GOAL A: From the passage on valuing partnership interests, write out the text starting at "Valuing partnership interests" and ending at "regulations are finalized.".
GOAL B: List every revenue ruling cited by number in the passage on valuing partnership interests.

## START GIVEN PASSAGE

Valuing partnership interests acquired in exchange for services.

AuthorEllentuck, Albert B.

The following discussion addresses the rules that currently govern the receipt of a partnership interest in exchange for services. Practitioners should be aware that proposed regulations and Notice 2005-43 provide new rules and new safe-harbor provisions that will apply to the receipt of a partnership interest by a service partner when the regulations are finalized.

The issue of value is always important when Sec. 83 applies to a transfer of property--including a partnership interest transfer to a service partner. Indeed, the problem of valuation is especially tricky when the property is a partnership interest, because a ready market seldom exists to help establish value.

Valuing Capital Interests

If the transferred partnership interest is a capital interest, the liquidation value is often assumed to establish the interest's fair market value (FMV). While this is certainly a convenient rule of thumb and may often establish an appropriate value consistent with the overall tax treatment of the transaction, practitioners may have room to argue for a lesser value--because [degrees]f lack of liquidity, transfer restrictions, and other factors. Such factors are certainly considered in other contexts when property is valued (see, e.g., Rev. Rul. 59-60 (discussing factors to be considered in valuing stock for estate and gift tax purposes), amplified by Rev. Ruls. 83-120,80-213, and 77-287; Evans, 29 B.T.A. 710 (1934), acq. 1934-1 C.B. 6).

## END GIVEN PASSAGE
## START INFORMATION SUPPLIED

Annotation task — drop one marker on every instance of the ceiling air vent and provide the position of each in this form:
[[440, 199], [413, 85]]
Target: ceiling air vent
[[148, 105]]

## END INFORMATION SUPPLIED

WRITTEN SOLUTION A:
Valuing partnership interests acquired in exchange for services.

AuthorEllentuck, Albert B.

The following discussion addresses the rules that currently govern the receipt of a partnership interest in exchange for services. Practitioners should be aware that proposed regulations and Notice 2005-43 provide new rules and new safe-harbor provisions that will apply to the receipt of a partnership interest by a service partner when the regulations are finalized.

WRITTEN SOLUTION B:
Rev. Rul. 59-60
Rev. Rul. 83-120
Rev. Rul. 80-213
Rev. Rul. 77-287